Exercise text
Eating disorders are abnormal patterns of eating that cause significant distress and impairment to everyday life.
Perhaps the most significant predictor of developing an eating disorder is the presence of dieting and other forms of disordered eating.
Other factors that can increase the risk of development include genetic predispositions, having negative experiences or trauma particularly in childhood, pre-existing mental health issues (e.g. anxiety, depression or low self- esteem), having certain rigid beliefs about food and body shape, “black and white” thinking patterns, or even being involved in activities which focus on body image or body shape (e.g. competitive dancing, athletics or modelling). Eating disorders can affect anyone, of any age, gender, ethnicity, or socio-economic background.
The most common disorders include Anorexia Nervosa, Bulimia Nervosa, Binge Eating Disorder and Other Specified Feeding and Eating Disorder (OSFED). Other less common presentations include Pica, Rumination Disorder, Avoidant/ Restrictive Food Intake Disorder (ARFID) or Unspecified Feeding or Eating Disorder (UFED).
Anorexia Nervosa (AN) is diagnosed when a person is persistently restricting their food intake, has an intense fear of gaining weight and also experiences distortions in how they see their body and weight. People who have AN may also engage in episodes of bingeing, purging or over-exercising. This can lead to rapid weight loss as well as significant physical, psychological and behavioural changes including iron deficiency, loss of menstruation and fertility issues, reduced immunity, digestive problems, osteoporosis and heart problems. The consequences of not treating AN are severe and life threatening and could lead to death as a result of starvation, medical issues or suicide.
Bulimia Nervosa (BN) is diagnosed when a person repeatedly engages in binge eating and then compensates for the binge in some way, including purging, misusing laxatives or diuretics or excessive exercise. A person with BN may often feel out of control with their eating and experience deep shame and disgust in the behaviours that follow the binge. With repeated compensatory behaviours, such as purging, a person with BN may experience severe physical repercussions such as indigestion, heartburn, rupturing od the oesophagus, stomach ulcers, irregular bowel movements, osteoporosis or slowed heartbeat.

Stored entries
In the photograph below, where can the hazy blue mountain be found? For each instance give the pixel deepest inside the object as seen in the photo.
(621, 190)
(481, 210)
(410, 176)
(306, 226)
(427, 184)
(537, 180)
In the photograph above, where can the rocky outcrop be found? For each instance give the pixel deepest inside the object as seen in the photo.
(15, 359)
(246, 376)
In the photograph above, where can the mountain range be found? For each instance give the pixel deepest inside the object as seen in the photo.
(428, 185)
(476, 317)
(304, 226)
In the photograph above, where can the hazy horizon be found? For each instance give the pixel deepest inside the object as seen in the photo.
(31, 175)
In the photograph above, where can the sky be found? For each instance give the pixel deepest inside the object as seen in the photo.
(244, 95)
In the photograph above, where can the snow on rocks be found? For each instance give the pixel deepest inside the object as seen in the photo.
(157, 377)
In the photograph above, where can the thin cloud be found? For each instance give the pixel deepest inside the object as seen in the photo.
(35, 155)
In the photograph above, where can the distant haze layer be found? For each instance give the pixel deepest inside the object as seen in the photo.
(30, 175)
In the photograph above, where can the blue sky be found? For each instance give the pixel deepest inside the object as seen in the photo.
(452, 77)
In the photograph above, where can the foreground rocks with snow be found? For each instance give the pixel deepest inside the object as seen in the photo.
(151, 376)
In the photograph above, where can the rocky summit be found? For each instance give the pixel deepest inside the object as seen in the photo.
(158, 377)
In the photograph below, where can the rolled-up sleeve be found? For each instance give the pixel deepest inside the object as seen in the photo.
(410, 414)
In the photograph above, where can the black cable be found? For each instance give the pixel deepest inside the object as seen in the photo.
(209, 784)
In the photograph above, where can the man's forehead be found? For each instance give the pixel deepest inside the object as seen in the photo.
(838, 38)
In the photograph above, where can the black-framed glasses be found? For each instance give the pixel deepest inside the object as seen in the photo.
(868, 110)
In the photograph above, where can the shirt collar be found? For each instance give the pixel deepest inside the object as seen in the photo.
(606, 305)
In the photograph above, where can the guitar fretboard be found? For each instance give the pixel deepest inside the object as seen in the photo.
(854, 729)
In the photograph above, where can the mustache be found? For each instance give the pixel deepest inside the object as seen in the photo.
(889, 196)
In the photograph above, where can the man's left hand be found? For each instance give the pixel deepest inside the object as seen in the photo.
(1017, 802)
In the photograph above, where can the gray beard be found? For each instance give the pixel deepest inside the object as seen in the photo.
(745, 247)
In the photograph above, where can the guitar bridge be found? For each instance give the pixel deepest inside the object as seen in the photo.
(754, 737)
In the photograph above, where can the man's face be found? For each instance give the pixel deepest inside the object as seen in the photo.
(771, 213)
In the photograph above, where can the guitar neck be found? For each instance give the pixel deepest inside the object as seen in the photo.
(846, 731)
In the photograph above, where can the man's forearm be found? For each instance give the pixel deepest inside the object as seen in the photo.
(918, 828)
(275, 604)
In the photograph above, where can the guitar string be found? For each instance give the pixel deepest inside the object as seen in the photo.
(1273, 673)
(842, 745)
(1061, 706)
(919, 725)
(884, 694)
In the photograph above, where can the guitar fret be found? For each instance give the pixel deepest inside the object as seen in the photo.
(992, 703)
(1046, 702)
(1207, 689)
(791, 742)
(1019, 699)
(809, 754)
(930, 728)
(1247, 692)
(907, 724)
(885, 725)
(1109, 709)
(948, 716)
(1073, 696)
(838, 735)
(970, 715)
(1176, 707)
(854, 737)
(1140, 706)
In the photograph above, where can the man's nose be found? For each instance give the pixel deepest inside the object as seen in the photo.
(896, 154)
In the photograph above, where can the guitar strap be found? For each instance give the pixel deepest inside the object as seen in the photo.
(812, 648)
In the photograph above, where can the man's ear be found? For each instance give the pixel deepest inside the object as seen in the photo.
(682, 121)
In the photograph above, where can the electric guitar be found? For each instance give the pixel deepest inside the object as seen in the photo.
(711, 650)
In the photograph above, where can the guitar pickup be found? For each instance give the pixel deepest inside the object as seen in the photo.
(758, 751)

Using the information
- 1) Can you return the part of the eating disorders passage from "Anorexia Nervosa (AN)" up to and including "issues or suicide.", copied word for word?
- 2) How would you render this sentence from the eating disorders passage in Spanish: "Perhaps the most significant predictor of developing an eating disorder is the presence of dieting and other forms of disordered eating."
- 3) Could you extend the eating disorders passage, picking up after its final sentence?
This material was drawn from a separate source.

Responses per task
- 1)
Anorexia Nervosa (AN) is diagnosed when a person is persistently restricting their food intake, has an intense fear of gaining weight and also experiences distortions in how they see their body and weight. People who have AN may also engage in episodes of bingeing, purging or over-exercising. This can lead to rapid weight loss as well as significant physical, psychological and behavioural changes including iron deficiency, loss of menstruation and fertility issues, reduced immunity, digestive problems, osteoporosis and heart problems. The consequences of not treating AN are severe and life threatening and could lead to death as a result of starvation, medical issues or suicide.

- 2) Quizás el predictor más significativo de desarrollar un trastorno alimentario es la presencia de dietas y otras formas de alimentación desordenada.

- 3)
Binge Eating Disorder (BED) is similar to BN in respect to the presence of regular binge episodes, however, those with BED will not use compensatory behaviours such as purging after a binge. Some common signs of BED include eating quite quickly or eating even when feeling full, to the point of discomfort, not wanting to eat in front of others or engaging in secretive eating (e.g. eating in your room or hiding food). The physical effects of BED can include high blood pressure or high cholesterol that can increase the risk of stroke, diabetes or heart disease.
Other Specified Feeding and Eating Disorder (OSFED), previously known as EDNOS, is diagnosed when a person may be showing symptoms of many of the other eating disorders but may not be exhibiting these symptoms to the degree that meet the criteria for full diagnosis. For example, a person may be engaging in binge episodes but may not be doing it as frequently as someone with BED. OSFED is a very common eating disorder and can be just as serious as the other mentioned eating disorders and have similar physical risks. Regardless of eating disorder diagnosis, it is important for anyone struggling with their eating and/or body image to seek professional support.